— The task —
Render every entry exactly as it appears.

— Information —
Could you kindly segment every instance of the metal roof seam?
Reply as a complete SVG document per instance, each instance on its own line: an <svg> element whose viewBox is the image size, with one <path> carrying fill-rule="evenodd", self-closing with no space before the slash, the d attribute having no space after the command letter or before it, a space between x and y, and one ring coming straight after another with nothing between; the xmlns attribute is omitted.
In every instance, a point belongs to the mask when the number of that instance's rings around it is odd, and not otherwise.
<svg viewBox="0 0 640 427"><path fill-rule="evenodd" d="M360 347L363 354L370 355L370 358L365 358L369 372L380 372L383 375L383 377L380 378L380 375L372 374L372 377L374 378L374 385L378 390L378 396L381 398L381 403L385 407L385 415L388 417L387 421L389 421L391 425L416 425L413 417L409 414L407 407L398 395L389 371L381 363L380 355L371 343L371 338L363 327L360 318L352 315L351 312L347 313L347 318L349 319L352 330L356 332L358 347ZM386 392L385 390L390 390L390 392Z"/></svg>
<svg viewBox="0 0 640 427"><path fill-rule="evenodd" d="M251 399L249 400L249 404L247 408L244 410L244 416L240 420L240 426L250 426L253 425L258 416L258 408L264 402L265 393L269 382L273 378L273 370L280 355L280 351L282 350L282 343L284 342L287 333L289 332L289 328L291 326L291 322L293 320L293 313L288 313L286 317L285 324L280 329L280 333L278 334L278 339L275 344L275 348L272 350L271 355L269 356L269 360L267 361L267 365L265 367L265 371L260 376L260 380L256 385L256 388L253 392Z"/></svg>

— Problem solution —
Could you kindly segment every instance of the metal roof seam?
Reply as a complete SVG document per instance, each instance on its own line: an <svg> element whose viewBox is the image size, with one <path> carrying fill-rule="evenodd", self-closing with no space before the slash, the d attribute having no space after the command letter or before it, a space between x and y, and one ring coming straight after another with nothing between; the xmlns attribute is omitted.
In every instance, a point belongs to the mask when the number of that instance's rings around it is odd, and not otherwise.
<svg viewBox="0 0 640 427"><path fill-rule="evenodd" d="M360 347L363 354L370 355L370 358L365 358L369 372L380 372L383 375L383 377L380 378L380 375L372 374L372 377L374 378L374 385L378 390L378 396L381 398L381 403L385 407L385 415L388 417L387 421L389 421L391 425L416 425L413 417L409 414L407 407L398 395L389 371L381 363L380 355L371 343L371 338L363 327L360 318L352 315L351 312L347 313L347 318L349 319L352 330L356 332L358 347ZM386 392L385 390L390 390L390 392Z"/></svg>
<svg viewBox="0 0 640 427"><path fill-rule="evenodd" d="M251 399L249 400L249 404L247 408L244 410L244 416L240 420L240 426L250 426L253 425L258 416L258 408L264 402L265 393L269 382L273 378L273 370L280 355L280 351L282 350L282 343L284 342L287 333L289 332L289 328L291 326L291 322L293 320L293 313L288 313L286 317L285 324L280 329L280 333L278 334L278 339L275 344L275 348L272 350L271 355L269 356L269 360L267 361L267 365L265 367L265 371L260 376L260 380L256 385L256 388L253 392Z"/></svg>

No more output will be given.